■ **SOURCE PASSAGE**

The subjects were from 30 to 59 years of age, and included two men and eight women. The experiment was performed with groups of two people who were mutually acquainted in the group.

The shoulder tapping action was carried out via HyperMirror. For one attention-attracting action, the HyperMirror tapped the shoulder twice. After the subject identified the experimenter, an instruction was given.

Conventionally, the presentation of information is timed so that the haptic display device is operated based on image recognition of the HyperMirror system. In the present experiment however, an experiment assistant provided auditory and haptic stimuli synchronized to the shoulder-tapping image of the experimenter.

Fig.9 Experiment. Two experimenters randomly attract attention of two subjects.

7. Results of Experiment

7.1 Work Efficiency of Main Task

To eliminate the influence of the difference among individuals, the score was standardized. And to eliminate the influence of the difficulty of each work, the score was standerdized again.

Compared with the six other conditions, the V condition (visual only) showed a significant decline in the efficiency of the main task. There were no significant differences under the other conditions (Fig.10).

Fig.10 Work efficiency. 50 score means total average.

Only visual condition (V) shows a significant difference from other six conditions (p < 5%)

7.2 Degree of Concentration on Main Task, and Related Impressions

Under the V condition, the subjects had to keep their attention constantly focused on the screen, and gave the impression that they could not concentrate on the main task. Under the other conditions, the subjects were interrupted by sound or vibration, and were able to concentrate on the main task by passively dividing their attention. Interestingly, a subject who pointed out numerous corrections to the document reported that they could not concentrate on the main task under the A condition (audio only) as well. The subjects knew they were being called just by the vibration, but identifying the calling person was troublesome.

■ **MATERIAL PROVIDED**
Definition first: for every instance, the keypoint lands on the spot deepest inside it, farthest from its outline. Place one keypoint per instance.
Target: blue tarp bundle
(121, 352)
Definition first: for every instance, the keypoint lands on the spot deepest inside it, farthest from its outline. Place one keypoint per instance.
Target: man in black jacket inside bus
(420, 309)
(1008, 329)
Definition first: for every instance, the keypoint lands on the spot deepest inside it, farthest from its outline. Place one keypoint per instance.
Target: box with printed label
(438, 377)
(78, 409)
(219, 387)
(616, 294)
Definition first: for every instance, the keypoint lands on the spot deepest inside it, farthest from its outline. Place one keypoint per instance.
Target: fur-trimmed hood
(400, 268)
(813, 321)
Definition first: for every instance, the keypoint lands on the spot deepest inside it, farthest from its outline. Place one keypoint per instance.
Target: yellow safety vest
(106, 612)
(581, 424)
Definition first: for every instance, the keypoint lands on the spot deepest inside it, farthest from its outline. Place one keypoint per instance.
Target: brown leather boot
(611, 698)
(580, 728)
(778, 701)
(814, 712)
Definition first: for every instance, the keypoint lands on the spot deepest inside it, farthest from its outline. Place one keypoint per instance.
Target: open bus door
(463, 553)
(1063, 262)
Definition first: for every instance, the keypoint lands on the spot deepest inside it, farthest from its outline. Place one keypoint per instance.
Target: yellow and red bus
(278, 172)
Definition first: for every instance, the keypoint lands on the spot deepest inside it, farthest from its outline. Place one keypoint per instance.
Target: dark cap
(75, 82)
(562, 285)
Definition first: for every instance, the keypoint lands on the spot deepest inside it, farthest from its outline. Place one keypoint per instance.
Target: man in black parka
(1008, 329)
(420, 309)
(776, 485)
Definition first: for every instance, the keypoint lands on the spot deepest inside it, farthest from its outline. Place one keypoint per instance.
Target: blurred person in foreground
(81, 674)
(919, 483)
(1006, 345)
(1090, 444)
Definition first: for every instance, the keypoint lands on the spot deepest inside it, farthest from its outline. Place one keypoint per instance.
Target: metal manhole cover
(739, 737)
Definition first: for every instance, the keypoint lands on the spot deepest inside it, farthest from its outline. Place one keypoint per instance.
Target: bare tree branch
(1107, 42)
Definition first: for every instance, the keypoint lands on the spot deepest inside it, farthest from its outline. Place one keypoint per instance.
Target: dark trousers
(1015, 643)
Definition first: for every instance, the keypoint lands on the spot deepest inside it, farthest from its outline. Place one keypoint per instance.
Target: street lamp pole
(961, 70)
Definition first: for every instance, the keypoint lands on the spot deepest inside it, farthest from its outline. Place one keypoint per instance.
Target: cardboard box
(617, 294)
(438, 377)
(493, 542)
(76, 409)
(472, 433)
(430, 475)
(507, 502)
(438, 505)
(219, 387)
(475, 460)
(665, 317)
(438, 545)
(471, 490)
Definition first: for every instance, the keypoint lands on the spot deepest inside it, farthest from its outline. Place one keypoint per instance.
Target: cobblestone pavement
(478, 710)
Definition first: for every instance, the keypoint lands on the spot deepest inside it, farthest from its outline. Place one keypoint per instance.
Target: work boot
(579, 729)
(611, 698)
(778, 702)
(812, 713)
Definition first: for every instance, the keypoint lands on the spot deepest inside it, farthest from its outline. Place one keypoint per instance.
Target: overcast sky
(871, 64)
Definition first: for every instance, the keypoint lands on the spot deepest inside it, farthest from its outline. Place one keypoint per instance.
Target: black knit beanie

■ **TASK LIST**
A: Reproduce the portion of the HyperMirror passage starting at "7.1 Work Efficiency" and ending at "conditions (p < 5%)", word for word.
B: List every numbered section heading in the HyperMirror passage.

■ **RESULTS**
A:
7.1 Work Efficiency of Main Task

To eliminate the influence of the difference among individuals, the score was standardized. And to eliminate the influence of the difficulty of each work, the score was standerdized again.

Compared with the six other conditions, the V condition (visual only) showed a significant decline in the efficiency of the main task. There were no significant differences under the other conditions (Fig.10).

Fig.10 Work efficiency. 50 score means total average.

Only visual condition (V) shows a significant difference from other six conditions (p < 5%)

B:
7. Results of Experiment
7.1 Work Efficiency of Main Task
7.2 Degree of Concentration on Main Task, and Related Impressions